Dataset entries
——

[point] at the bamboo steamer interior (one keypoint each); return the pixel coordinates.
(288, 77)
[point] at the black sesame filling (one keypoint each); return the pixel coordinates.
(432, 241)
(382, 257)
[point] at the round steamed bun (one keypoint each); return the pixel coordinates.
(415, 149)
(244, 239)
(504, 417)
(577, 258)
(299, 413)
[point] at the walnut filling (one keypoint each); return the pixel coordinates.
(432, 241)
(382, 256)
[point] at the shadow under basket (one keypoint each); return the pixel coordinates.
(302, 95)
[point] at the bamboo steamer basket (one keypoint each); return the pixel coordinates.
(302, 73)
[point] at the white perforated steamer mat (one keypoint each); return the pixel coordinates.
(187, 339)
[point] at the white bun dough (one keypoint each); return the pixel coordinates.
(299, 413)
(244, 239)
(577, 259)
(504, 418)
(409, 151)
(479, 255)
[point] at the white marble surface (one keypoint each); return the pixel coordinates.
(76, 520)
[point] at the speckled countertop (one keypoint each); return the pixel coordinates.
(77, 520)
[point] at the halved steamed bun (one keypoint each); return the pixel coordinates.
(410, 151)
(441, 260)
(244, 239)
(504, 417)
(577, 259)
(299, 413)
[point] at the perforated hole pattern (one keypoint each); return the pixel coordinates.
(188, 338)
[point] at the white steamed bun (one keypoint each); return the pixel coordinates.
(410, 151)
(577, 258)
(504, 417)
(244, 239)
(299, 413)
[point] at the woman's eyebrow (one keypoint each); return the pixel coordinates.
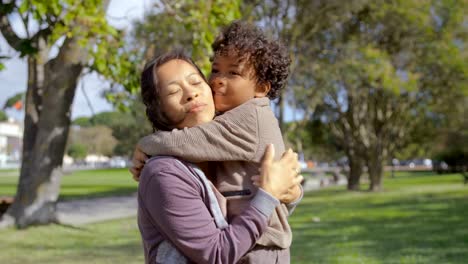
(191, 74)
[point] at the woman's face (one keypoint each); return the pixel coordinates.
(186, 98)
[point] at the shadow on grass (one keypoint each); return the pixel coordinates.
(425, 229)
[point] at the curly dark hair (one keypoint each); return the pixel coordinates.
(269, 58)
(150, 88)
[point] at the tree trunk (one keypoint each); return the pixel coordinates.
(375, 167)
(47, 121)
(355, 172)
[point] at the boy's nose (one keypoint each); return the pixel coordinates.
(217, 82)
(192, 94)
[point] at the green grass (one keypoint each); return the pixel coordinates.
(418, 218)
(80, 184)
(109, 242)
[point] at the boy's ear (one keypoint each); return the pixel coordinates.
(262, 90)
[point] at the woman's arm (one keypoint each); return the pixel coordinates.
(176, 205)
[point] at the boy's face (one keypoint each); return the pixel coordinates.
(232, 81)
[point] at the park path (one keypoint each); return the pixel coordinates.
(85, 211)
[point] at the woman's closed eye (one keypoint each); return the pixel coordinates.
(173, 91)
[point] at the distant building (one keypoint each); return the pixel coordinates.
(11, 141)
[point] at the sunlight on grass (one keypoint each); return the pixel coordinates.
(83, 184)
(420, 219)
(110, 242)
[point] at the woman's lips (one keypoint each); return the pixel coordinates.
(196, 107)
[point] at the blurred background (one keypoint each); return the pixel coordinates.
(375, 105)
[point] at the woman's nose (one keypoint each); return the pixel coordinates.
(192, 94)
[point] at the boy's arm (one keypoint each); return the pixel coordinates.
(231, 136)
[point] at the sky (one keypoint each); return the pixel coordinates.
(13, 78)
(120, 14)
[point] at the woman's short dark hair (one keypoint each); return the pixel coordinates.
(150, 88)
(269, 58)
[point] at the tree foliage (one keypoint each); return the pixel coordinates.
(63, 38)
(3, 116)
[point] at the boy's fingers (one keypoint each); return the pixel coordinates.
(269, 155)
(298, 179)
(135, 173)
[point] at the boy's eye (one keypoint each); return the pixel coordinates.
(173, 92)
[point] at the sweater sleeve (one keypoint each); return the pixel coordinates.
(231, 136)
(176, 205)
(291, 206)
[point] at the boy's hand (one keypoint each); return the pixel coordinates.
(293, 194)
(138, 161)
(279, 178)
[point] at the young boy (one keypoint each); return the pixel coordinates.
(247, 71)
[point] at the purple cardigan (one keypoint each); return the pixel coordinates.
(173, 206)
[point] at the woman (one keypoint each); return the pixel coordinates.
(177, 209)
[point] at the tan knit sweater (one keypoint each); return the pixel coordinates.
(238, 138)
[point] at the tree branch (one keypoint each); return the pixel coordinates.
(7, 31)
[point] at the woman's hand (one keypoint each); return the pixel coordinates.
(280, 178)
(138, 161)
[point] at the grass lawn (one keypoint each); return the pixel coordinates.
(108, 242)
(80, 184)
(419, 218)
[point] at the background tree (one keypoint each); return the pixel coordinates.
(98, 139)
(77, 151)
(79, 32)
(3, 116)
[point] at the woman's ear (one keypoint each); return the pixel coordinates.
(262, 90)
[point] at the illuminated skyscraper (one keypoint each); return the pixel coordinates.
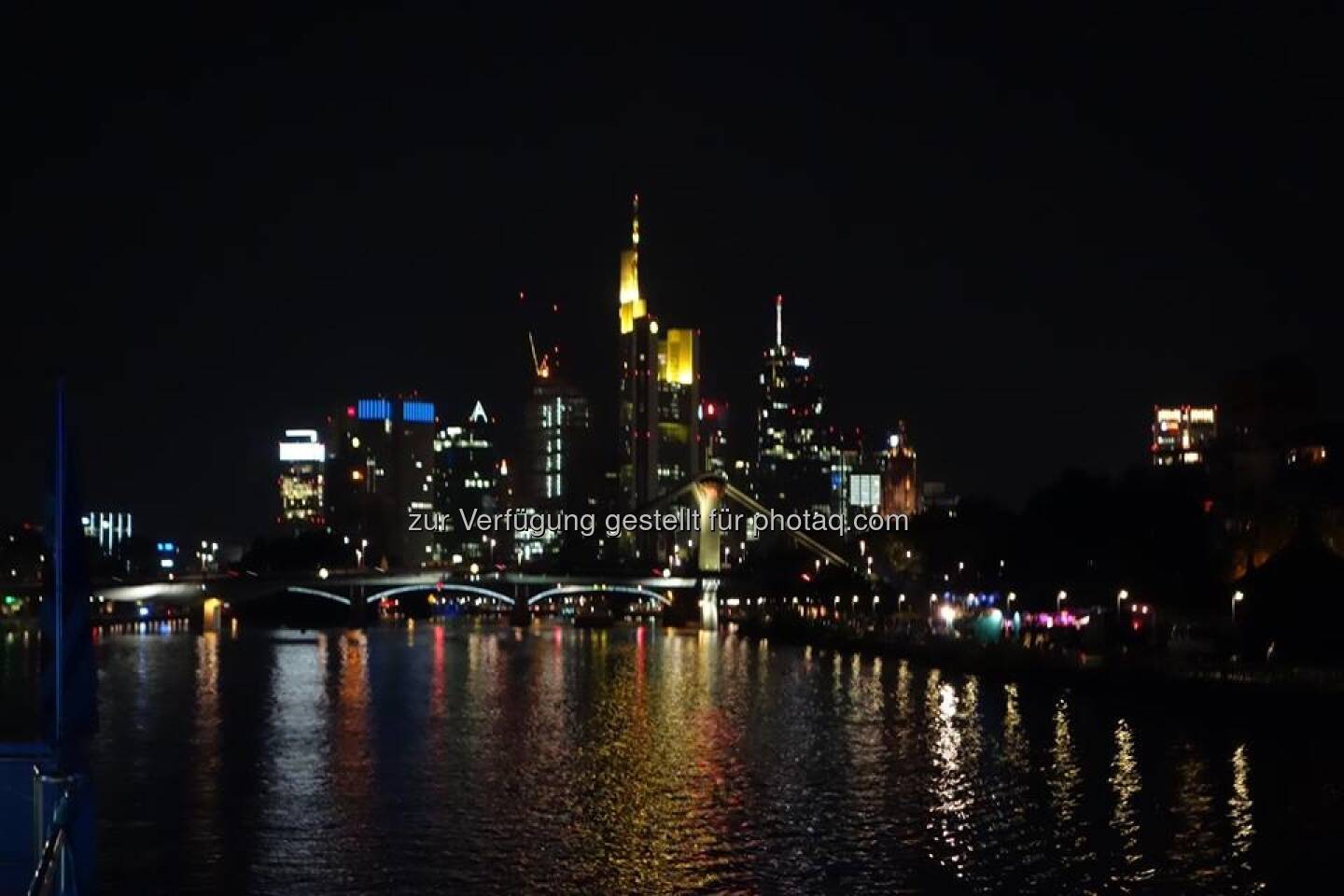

——

EXERCISE INSTRUCTIONS. A faithful, complete copy of the entries is required, without the pictures.

FINAL ANSWER.
[point] at the bamboo steamer interior (one keypoint each); return the pixel coordinates.
(288, 77)
[point] at the black sesame filling (one keypoint each); return the pixel coordinates.
(432, 241)
(382, 257)
[point] at the round steamed bun (one keypoint each); return the pixel coordinates.
(415, 149)
(244, 239)
(504, 417)
(577, 258)
(299, 413)
[point] at the walnut filling (one keypoint each); return the pixel coordinates.
(432, 241)
(382, 256)
[point] at the shadow under basket (one keypoint each); return the pixel coordinates.
(302, 95)
[point] at the bamboo steamer basket (one keypoint each); return the pixel coordinates.
(302, 73)
[point] at the white perforated steamer mat (one keypoint each); return the pixel coordinates.
(187, 339)
[point] at the white bun dough (one keypoint each); return the pixel coordinates.
(299, 413)
(244, 239)
(577, 259)
(504, 418)
(409, 151)
(479, 255)
[point] at the white marble surface (one keypoint each); return the pixel coordinates.
(76, 520)
[point] at the speckled countertop (one keypoint each); return the pixel coordinates.
(77, 520)
[point] at the halved steamed bun (one keypoint each); return the pixel coordinates.
(410, 151)
(441, 260)
(244, 239)
(504, 417)
(577, 259)
(299, 413)
[point] at the perforated hole pattern (one keypoint each); return the pixel coordinates.
(188, 338)
[point] at the white steamed bun (one keypoint each); return the pixel coordinates.
(410, 151)
(577, 258)
(504, 417)
(244, 239)
(299, 413)
[point] at the woman's eyebrow (one keypoint each); return the pixel coordinates.
(191, 74)
[point] at the woman's face (one keypoint each); return the pixel coordinates.
(186, 98)
[point] at the shadow on grass (one keypoint each); return the pixel coordinates.
(425, 229)
[point] at the curly dark hair (one keypoint each); return the pixel coordinates.
(269, 58)
(150, 88)
[point] at the tree trunk (one keypoint each); return the pixel coordinates.
(375, 167)
(47, 121)
(355, 172)
[point] at the boy's nose (one keypoint each); return the pixel coordinates.
(217, 82)
(192, 94)
[point] at the green grass (one keypoint each); return the pixel coordinates.
(418, 218)
(80, 184)
(109, 242)
[point] at the boy's ear (one keypoint each); return the pixel coordinates.
(262, 90)
[point] at the woman's arm (one keypoint each); return the pixel coordinates.
(176, 205)
[point] at the boy's face (one keypoint each); return the pixel coordinates.
(232, 81)
[point] at the park path (one keypoint each); return the pixel coordinates.
(85, 211)
[point] at the woman's closed eye (one keypoint each); return the pixel coordinates.
(173, 91)
[point] at the distant building (one keypoint each); return the pixel coordinates.
(11, 141)
[point] at the sunlight on grass (one keypoint each); return the pixel coordinates.
(83, 184)
(420, 219)
(110, 242)
[point] at the woman's lips (one keypoint each); return the pixel coordinates.
(196, 107)
[point] at the blurred background (one keypoint each); return the pixel coordinates.
(375, 105)
[point] at the woman's nose (one keypoint each); return the pixel coordinates.
(192, 94)
[point] at the boy's arm (one keypoint each); return the pixel coordinates.
(231, 136)
[point] at the sky (one keypoint each); return the pixel coordinates.
(13, 78)
(120, 14)
[point] at the woman's short dark hair (one keypoint each); return the pixel coordinates.
(150, 88)
(269, 58)
[point] at the tree foliage (one keypoint each); return the pixel coordinates.
(63, 38)
(3, 116)
[point] at the boy's fingers (one keypoint each); return the pixel coordinates.
(269, 155)
(298, 179)
(135, 173)
[point] at the boy's eye (one keypoint each); return the pixel coordinates.
(173, 92)
[point] at the sweater sleeve (one keypoint each); return the pixel coordinates.
(231, 136)
(176, 205)
(291, 206)
[point] at the boy's hand (one keypoint each); return the pixel coordinates.
(293, 194)
(138, 161)
(279, 178)
[point] at the young boy (one keypoint each); return the pixel coordinates.
(247, 71)
[point] at the purple cardigan (one keypoint each); return the pixel coordinates.
(173, 206)
[point] at the woman (one keypoint each); return the pixel coordinates.
(177, 209)
[point] at the tan knit sweater (one keypoint each); return the pixel coordinates.
(238, 138)
[point] at the tree branch (one keypoint each); return the pixel coordinates.
(7, 31)
[point] at the woman's hand (one keypoint each); return the pixel coordinates.
(280, 178)
(138, 161)
[point] at the grass lawn (one keypoint each); return the pixel coordinates.
(108, 242)
(80, 184)
(419, 218)
[point] at the background tree (one keypoint each); return the pixel coordinates.
(98, 139)
(77, 151)
(79, 32)
(3, 116)
[point] at the woman's ear (one keypoint each); return the pixel coordinates.
(262, 90)
[point] at the illuminated skyscraper (one keypoint each); return the pixel coordinates.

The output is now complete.